→ WHAT NEEDS TO BE DONE: State how many lines in the rows below contain the string "jacket", counting only matches in the same letter case. Give the number alone.

→ TASK INPUT:
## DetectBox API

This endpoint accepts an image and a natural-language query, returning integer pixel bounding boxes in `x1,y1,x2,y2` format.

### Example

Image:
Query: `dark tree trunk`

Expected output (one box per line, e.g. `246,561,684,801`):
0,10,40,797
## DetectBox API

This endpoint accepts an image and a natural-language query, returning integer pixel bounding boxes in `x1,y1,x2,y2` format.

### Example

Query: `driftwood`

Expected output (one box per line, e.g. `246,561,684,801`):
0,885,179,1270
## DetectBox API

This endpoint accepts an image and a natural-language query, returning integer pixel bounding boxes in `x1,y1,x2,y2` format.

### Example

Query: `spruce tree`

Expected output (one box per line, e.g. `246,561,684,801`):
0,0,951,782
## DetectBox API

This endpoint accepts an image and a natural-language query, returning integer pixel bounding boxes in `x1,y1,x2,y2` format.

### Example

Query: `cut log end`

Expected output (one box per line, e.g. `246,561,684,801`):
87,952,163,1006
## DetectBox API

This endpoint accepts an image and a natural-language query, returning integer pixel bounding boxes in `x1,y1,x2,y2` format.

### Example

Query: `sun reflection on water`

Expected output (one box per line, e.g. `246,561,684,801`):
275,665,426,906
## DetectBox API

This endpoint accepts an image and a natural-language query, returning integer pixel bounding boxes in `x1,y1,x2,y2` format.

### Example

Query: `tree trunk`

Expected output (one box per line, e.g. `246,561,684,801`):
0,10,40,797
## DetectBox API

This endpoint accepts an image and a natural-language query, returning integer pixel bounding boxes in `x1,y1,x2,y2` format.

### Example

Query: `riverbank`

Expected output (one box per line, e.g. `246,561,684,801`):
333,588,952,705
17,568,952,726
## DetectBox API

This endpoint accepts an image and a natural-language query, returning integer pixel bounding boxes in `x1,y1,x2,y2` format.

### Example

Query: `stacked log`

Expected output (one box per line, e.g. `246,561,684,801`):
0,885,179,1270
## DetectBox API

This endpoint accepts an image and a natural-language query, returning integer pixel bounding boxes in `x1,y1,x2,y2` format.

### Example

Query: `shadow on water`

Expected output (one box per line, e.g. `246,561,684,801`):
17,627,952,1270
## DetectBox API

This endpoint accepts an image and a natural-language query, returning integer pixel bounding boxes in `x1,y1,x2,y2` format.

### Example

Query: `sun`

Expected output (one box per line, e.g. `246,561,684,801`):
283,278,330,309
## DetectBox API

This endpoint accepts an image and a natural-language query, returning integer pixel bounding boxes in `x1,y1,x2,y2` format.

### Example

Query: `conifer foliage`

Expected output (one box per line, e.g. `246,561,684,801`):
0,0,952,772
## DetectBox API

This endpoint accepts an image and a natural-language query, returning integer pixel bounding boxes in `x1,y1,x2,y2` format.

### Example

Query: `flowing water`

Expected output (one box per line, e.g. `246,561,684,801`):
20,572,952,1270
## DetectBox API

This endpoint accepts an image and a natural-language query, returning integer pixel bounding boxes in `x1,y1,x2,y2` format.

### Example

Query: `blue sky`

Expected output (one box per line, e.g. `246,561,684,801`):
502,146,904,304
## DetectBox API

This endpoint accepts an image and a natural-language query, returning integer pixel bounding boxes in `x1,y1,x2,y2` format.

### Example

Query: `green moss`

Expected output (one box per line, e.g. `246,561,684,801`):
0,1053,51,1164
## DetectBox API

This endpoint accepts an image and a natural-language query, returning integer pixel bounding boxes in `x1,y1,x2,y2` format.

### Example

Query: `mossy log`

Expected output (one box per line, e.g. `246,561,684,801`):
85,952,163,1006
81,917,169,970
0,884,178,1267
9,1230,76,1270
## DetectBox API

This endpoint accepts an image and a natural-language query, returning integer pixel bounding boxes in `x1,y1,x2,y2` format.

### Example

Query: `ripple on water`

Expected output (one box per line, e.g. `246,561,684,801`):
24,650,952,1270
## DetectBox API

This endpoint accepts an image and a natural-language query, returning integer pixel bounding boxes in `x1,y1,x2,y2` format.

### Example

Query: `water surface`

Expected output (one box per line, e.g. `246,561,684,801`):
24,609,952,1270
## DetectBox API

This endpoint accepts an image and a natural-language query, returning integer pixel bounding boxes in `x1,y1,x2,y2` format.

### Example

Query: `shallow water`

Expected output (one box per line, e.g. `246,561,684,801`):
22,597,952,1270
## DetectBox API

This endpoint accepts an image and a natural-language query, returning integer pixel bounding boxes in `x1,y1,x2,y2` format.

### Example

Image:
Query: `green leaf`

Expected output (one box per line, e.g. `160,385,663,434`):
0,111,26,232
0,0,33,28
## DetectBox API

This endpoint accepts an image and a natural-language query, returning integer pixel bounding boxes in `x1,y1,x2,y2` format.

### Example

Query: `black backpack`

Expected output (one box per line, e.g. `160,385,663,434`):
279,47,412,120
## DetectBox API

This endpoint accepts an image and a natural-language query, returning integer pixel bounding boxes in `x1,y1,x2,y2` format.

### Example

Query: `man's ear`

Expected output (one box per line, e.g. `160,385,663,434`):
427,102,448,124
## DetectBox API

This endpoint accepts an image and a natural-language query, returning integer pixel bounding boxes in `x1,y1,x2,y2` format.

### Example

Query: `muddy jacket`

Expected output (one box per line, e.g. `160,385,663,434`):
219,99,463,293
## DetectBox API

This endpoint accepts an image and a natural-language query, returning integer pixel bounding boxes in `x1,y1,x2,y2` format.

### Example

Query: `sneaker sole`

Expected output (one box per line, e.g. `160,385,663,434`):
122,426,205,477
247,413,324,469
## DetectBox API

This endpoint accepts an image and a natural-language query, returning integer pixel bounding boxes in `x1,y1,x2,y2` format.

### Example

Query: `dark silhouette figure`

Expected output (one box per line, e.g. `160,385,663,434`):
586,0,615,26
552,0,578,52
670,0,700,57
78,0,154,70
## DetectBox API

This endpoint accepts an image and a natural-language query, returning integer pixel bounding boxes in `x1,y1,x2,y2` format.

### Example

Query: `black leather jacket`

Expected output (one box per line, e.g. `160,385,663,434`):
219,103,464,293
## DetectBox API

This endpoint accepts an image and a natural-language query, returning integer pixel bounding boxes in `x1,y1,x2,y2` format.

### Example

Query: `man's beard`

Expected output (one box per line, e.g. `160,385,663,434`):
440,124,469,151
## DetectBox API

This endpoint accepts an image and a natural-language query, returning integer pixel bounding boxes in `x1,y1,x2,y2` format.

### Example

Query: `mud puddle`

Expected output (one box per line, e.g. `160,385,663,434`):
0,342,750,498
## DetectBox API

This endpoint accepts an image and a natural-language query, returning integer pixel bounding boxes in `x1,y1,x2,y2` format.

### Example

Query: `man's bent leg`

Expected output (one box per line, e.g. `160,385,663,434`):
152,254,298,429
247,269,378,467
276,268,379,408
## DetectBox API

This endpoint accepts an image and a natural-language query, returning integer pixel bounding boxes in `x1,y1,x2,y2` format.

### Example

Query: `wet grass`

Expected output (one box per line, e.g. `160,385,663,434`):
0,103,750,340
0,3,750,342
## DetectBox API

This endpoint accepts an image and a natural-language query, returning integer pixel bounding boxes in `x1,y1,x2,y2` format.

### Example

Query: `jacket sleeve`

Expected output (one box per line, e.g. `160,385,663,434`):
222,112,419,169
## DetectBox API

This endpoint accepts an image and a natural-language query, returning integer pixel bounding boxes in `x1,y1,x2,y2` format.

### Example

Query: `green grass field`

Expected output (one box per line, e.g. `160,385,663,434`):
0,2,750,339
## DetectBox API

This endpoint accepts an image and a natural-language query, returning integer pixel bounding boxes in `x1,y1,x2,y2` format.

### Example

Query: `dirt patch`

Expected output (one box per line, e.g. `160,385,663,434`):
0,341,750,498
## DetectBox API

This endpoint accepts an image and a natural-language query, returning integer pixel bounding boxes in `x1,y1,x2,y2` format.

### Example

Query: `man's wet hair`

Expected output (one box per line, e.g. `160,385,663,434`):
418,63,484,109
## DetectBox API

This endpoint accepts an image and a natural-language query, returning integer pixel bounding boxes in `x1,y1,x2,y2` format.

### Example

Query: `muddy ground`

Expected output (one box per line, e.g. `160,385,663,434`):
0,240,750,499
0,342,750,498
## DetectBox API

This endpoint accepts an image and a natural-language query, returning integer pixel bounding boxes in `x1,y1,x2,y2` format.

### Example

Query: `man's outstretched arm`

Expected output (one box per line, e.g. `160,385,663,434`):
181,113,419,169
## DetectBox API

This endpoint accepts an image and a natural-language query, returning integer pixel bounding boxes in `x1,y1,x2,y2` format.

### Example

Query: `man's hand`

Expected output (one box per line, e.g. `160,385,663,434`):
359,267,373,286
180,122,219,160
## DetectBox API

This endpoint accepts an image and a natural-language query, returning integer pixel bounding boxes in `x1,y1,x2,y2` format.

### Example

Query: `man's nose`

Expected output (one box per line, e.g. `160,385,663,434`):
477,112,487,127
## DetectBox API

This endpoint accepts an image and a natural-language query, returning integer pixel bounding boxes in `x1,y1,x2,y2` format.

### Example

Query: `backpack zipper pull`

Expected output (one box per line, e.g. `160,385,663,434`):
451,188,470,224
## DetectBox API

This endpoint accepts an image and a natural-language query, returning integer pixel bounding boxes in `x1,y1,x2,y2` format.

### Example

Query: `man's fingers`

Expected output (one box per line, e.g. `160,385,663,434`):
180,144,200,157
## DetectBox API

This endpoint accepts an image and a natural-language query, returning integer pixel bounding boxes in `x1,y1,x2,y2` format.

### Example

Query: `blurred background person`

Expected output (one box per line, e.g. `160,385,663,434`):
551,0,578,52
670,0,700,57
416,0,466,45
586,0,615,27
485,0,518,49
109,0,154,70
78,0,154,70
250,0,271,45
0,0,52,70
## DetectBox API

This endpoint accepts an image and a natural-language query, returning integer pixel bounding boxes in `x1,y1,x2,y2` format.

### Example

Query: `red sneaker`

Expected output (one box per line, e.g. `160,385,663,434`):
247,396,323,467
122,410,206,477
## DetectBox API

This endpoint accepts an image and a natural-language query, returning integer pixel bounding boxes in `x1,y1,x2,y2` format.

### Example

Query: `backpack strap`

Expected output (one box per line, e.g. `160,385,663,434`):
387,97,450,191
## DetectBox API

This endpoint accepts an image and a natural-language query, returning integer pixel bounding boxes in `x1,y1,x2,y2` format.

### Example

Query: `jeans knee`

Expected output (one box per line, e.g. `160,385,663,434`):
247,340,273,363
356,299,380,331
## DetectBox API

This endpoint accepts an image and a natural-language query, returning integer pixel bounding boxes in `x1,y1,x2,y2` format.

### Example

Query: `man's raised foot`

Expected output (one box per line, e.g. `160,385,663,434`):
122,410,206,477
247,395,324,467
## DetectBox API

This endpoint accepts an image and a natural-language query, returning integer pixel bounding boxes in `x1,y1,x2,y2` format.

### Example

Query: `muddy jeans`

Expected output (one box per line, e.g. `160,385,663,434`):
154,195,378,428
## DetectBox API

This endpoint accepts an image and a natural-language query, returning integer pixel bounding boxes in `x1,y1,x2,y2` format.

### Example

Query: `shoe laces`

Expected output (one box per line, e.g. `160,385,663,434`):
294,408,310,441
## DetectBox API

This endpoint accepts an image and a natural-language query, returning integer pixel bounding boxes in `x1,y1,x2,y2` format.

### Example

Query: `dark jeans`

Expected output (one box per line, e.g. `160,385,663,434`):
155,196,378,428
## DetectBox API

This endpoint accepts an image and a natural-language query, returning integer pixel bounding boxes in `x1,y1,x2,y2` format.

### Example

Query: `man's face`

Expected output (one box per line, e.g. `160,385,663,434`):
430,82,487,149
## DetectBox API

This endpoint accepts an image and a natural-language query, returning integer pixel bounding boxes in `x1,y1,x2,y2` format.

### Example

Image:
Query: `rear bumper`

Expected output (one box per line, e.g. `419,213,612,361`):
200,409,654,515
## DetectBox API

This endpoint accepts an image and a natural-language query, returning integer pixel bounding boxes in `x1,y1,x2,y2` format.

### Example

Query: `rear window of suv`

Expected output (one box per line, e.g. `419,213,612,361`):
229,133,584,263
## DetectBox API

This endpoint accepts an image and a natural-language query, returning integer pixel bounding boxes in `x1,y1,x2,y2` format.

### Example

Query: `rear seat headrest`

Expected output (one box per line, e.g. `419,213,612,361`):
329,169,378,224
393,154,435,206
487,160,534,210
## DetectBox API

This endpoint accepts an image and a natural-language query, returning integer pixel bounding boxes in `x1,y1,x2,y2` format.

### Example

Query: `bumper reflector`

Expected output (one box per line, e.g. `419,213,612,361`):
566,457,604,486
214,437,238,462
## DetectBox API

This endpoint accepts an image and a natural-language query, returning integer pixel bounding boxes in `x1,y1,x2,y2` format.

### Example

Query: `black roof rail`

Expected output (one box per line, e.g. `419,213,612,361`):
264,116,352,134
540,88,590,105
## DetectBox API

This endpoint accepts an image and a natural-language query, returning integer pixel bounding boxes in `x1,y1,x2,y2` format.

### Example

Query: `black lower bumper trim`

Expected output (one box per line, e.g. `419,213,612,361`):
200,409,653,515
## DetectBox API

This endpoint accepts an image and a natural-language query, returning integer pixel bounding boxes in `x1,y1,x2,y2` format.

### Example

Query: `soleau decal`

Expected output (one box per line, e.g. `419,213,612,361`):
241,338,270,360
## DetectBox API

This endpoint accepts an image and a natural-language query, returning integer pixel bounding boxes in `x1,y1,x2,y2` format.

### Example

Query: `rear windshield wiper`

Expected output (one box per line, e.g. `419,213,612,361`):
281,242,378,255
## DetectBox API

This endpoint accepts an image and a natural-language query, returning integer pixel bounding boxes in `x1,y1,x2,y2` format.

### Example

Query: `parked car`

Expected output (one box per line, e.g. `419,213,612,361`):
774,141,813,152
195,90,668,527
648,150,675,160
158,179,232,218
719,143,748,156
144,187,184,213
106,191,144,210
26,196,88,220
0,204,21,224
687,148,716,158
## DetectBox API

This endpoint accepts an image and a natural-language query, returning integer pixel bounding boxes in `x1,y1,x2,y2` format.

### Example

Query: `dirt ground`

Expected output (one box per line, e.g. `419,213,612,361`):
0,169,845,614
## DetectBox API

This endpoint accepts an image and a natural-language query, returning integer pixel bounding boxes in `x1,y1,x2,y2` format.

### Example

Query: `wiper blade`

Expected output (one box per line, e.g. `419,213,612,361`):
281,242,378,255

→ WORKED SOLUTION: 3